Spending the night at an Amtrak station

Amtrak Unlimited Discussion Forum

Help Support Amtrak Unlimited Discussion Forum:

This site may earn a commission from merchant affiliate links, including eBay, Amazon, and others.
Status
Not open for further replies.
I've only fallen asleep in Metro lounges. Other than that, I'm either awoken by foot traffic, or once in DC's station, I was awoken by a Police officer who advised me not to sleep there.

I think I heard about Chicago juggling the idea of a hotel in the station itself, but I don't know much more than that.
 
Philadelphia 30th Street (the Amtrak portion, not the SEPTA portion) is open overnight...my Megabus was late and I missed the last SEPTA of the night, had to wait there until the first one at 4:30am.

NYP is open all night too (the NJT portion is closed)
Who says the Septa portion isn't open 24/7?
When I was there that night I remember the SEPTA section being gated off. Though that may have changed in the 3 years since, or my memory muddled thanks to the late hour.

Oh pooh. Penn Station has a large enclosed attended well lit seating area for Amtrak PAX right off the main concourse. You can sit there for as long as you want. I would estimate 200-300 seats or so. See photo. https://www.flickr.com/photos/13200817@N06/4379173101/

When I was waiting for that 66 the lack of ventilation in that area made it unbearable. After spending an hour in there I decided to spend the rest in the main concourse.
 
Last edited by a moderator:
Spokane terminal is open 24 hours, but I don't recommend hanging out there when the station is unmanned. One time I had to be dropped off early for #8 , think 6p.m. Daughter walked into the station with me , saw the high volume of vagrants, and insisted that I get a nearby hotel til closer to boarding time at 1:20 a.m. Certainly wasn't a safe place for me as a single female traveler. YMMV though. Now I always book a hotel, even though I only spend a few hours there.
 
Denver has a very expensive hotel on the upper floors.

Besides NYP, I am sure there are several stations "open-all-night"....Newark, NJ comes to mind, and probably several others in the NEC. The ticket office and other station services might not be open, but the waiting room is.

Anywhere that long-haul trains make regular nocturnal station stops usually have stations open....
Newark closes between 12AM to 5AM IIRC.

ETA: Even if it is open all night its not a place you would want to spend a night.
 
Last edited by a moderator:
Technically it is possible to spend the night at the Norman OK station as it is across the tracks from a homeless handout place and they end up lining the fence along the tracks at night to sleep, some pitching tents (which are quickly removed by police). Fortunately this facility is about to be moved to a more isolated location, restoring the dignity around the station area.

◇ ◇ ◇ ◇ ◇ ◇ ◇

**GIVEN TASK 1**
Name every transportation company other than Amtrak that the forum thread mentions.
**GIVEN TASK 2**
Reproduce the part of the forum thread that starts at the words "Anywhere that long-haul" and stops after the words "the station area.".

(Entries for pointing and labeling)
◇ ◇ ◇ ◇ ◇ ◇ ◇

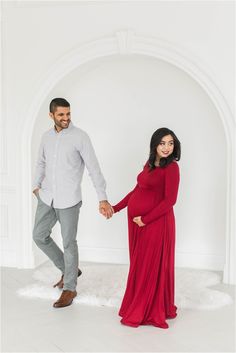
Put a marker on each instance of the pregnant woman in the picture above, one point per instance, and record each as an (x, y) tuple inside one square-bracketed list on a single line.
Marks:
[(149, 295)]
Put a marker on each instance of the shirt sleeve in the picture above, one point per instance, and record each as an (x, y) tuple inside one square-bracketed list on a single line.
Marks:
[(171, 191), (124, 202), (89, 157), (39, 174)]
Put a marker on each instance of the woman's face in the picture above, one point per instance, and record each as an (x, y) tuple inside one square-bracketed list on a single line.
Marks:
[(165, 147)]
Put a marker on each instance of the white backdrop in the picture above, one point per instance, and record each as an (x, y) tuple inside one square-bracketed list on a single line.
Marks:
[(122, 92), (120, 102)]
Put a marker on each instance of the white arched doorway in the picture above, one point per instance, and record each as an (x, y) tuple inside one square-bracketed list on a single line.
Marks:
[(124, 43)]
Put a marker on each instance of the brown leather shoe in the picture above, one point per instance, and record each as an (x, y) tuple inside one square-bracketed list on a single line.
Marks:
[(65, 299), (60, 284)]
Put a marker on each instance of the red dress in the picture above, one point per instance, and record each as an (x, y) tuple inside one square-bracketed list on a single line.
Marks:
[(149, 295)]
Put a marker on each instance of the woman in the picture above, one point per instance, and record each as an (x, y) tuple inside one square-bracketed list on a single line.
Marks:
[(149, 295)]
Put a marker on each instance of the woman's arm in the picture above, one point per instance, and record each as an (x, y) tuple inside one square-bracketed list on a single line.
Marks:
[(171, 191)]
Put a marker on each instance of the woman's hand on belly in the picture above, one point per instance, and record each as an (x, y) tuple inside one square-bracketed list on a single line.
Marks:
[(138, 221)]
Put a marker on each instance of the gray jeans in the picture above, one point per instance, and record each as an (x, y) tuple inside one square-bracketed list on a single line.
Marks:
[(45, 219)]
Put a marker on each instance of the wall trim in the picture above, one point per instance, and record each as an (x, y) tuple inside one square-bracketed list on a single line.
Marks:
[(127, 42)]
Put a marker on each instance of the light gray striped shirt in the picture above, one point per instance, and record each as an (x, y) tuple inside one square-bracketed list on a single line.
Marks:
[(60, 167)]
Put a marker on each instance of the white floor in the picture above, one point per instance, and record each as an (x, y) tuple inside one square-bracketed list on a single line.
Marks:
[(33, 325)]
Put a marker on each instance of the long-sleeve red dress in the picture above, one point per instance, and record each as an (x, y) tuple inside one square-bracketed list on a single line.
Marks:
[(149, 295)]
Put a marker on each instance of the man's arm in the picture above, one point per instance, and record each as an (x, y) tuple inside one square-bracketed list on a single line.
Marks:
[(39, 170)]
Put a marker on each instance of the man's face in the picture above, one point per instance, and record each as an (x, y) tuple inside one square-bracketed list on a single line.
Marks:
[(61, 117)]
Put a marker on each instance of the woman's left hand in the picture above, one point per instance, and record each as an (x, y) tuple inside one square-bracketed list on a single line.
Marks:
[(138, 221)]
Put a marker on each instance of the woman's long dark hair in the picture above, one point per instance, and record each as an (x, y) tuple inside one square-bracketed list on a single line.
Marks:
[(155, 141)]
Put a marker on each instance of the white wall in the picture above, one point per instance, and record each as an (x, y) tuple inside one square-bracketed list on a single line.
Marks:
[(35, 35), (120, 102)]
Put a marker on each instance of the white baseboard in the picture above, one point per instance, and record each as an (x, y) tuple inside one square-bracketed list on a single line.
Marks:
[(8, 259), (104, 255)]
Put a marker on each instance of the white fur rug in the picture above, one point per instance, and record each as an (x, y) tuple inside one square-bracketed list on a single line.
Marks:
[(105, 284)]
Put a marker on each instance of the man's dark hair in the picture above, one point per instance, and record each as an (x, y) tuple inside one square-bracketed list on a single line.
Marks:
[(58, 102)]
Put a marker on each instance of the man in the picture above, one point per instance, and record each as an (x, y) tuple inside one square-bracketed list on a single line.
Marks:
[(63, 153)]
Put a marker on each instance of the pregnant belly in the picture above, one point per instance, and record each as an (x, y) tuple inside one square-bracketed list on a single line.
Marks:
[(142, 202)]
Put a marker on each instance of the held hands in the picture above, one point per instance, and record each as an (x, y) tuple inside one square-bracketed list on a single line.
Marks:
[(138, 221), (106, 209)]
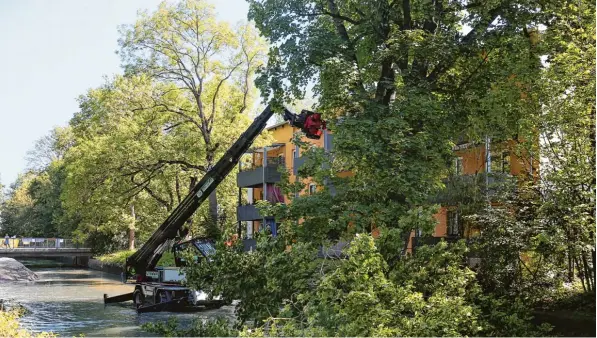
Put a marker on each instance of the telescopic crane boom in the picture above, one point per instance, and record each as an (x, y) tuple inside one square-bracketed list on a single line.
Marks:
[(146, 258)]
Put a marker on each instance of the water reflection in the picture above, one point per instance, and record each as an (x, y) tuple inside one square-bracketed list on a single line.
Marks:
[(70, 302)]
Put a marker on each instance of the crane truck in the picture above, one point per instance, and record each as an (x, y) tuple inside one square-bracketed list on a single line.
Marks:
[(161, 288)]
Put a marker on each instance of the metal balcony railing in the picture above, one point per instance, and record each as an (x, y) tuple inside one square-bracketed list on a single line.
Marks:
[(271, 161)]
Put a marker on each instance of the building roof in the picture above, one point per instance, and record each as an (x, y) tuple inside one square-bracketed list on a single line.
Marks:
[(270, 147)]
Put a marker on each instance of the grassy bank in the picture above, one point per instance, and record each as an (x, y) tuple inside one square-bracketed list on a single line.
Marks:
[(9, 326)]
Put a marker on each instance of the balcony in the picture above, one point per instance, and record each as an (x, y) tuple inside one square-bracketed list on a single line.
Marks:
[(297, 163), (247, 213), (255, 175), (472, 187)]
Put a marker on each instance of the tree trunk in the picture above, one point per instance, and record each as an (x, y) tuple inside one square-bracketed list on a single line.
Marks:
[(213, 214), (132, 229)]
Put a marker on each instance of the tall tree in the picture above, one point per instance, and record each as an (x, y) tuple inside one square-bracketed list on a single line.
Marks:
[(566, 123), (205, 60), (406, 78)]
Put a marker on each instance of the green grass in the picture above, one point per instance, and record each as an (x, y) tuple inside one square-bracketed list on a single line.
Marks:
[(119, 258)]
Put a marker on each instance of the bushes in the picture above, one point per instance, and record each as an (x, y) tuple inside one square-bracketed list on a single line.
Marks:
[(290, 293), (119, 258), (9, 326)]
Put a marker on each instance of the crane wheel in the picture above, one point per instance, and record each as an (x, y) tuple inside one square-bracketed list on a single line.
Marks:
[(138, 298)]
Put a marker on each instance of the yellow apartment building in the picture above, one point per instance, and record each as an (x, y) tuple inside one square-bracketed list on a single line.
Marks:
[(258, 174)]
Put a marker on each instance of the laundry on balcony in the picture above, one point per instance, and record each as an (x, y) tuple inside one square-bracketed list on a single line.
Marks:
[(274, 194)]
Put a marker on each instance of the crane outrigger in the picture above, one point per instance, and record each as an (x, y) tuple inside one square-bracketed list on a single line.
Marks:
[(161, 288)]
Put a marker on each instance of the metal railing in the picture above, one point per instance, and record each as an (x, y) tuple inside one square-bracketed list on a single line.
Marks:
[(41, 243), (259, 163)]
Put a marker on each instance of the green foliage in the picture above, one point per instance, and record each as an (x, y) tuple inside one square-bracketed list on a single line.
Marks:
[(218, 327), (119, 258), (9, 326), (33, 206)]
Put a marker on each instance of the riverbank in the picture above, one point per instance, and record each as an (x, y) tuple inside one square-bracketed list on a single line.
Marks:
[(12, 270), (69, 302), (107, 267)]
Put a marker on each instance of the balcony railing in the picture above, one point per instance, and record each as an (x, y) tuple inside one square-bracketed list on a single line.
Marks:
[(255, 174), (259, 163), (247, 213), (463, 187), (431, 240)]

◇ ◇ ◇ ◇ ◇ ◇ ◇

**SOLUTION 1**
SEPTA, Megabus, NJT

**SOLUTION 2**
Anywhere that long-haul trains make regular nocturnal station stops usually have stations open....
Newark closes between 12AM to 5AM IIRC.

ETA: Even if it is open all night its not a place you would want to spend a night.
 
Last edited by a moderator:
Technically it is possible to spend the night at the Norman OK station as it is across the tracks from a homeless handout place and they end up lining the fence along the tracks at night to sleep, some pitching tents (which are quickly removed by police). Fortunately this facility is about to be moved to a more isolated location, restoring the dignity around the station area.